### Excerpted passage
▬▬▬▬▬▬
A guy like me

It’s strange to think what can trigger a thoughtful moment. A moment to reminisce about the journey I’ve been on over the last few years. I’m sat today, getting some jobs out of the way, listening to Enya (don’t judge. She’s a legend and I won’t have anything else said about it) and I just started thinking.

It’s been 7 years since I was initially diagnosed with anxiety. A diagnosis I didn’t really believe. A diagnosis I responded to with ‘I’ll get myself out of it’. What a load of bollocks that turned out to be. What surprises me whenever I delve that far back is just how terrified I’d become about my anxiety. Those who have read my blog will know that I struggled with a phobia of fainting, which was triggered by certain situations and would get worse the more anxious I got. When I get anxious I feel faint, and when I feel faint I panic, and when I panic I feel more faint. It’s like my brain wass doing the Phoebe from Friends evil laugh when her and Joey are trying to get Ross and Rachel back together. If you don’t understand that reference then our friendship is hanging by a thread and I urge you to send chocolate to rescue it.
▬▬▬▬▬▬
### Records
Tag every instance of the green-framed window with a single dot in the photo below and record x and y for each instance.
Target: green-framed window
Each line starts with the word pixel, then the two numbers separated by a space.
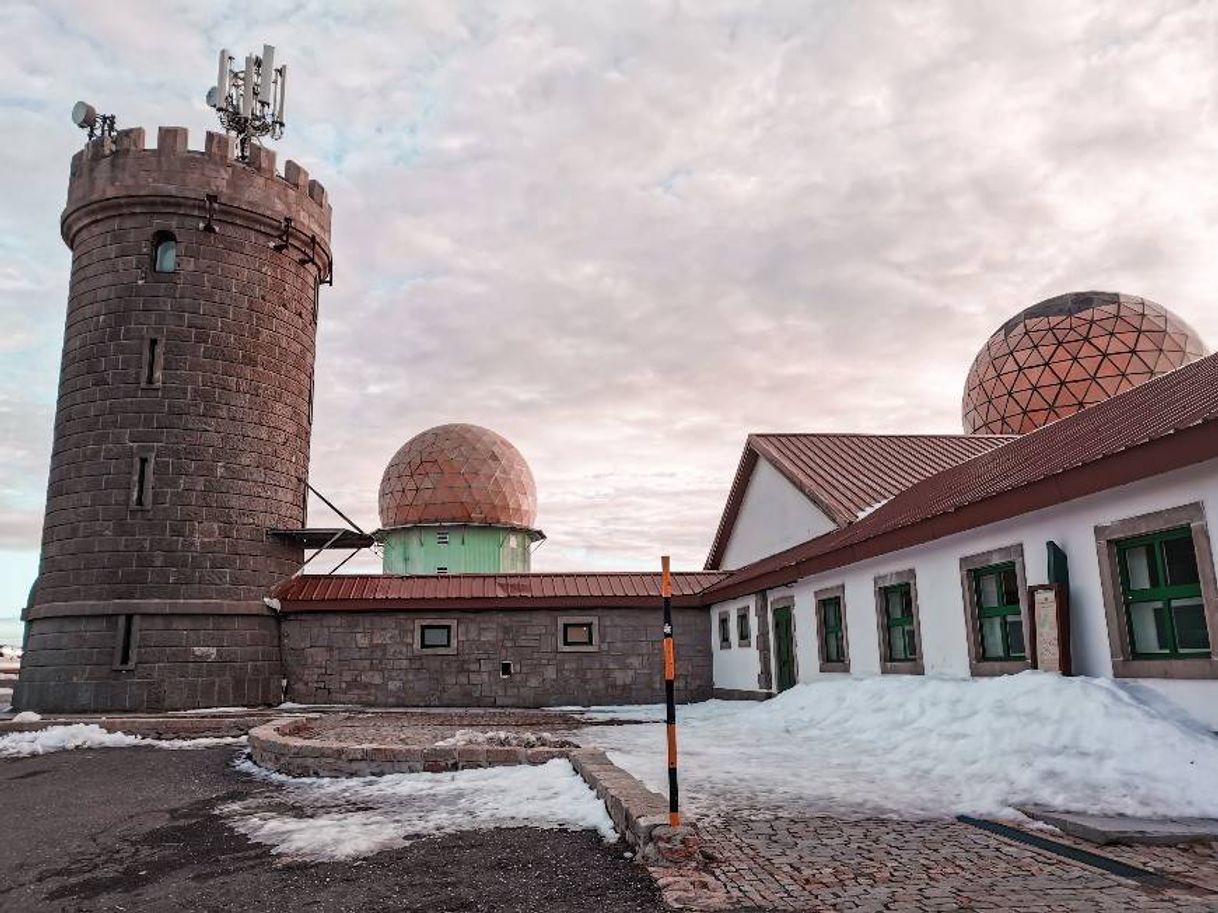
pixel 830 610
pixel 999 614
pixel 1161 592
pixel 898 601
▬▬▬▬▬▬
### Problem to solve
List every Friends character that the anxiety blog post above names.

### Output for this exercise
Phoebe, Joey, Ross, Rachel